**Problem statement:** In every line of the records below, substitute "occurrence" for "instance" and reproduce the lines with no other changes.

--- begin The records ---

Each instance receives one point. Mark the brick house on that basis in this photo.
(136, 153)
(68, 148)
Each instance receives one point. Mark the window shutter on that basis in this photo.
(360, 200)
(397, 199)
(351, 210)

--- end The records ---

**Exercise solution:**
Each occurrence receives one point. Mark the brick house on that basis in this photo.
(136, 153)
(68, 148)
Each occurrence receives one point. Mark the window shutter on that basis in this photo.
(360, 200)
(397, 199)
(351, 210)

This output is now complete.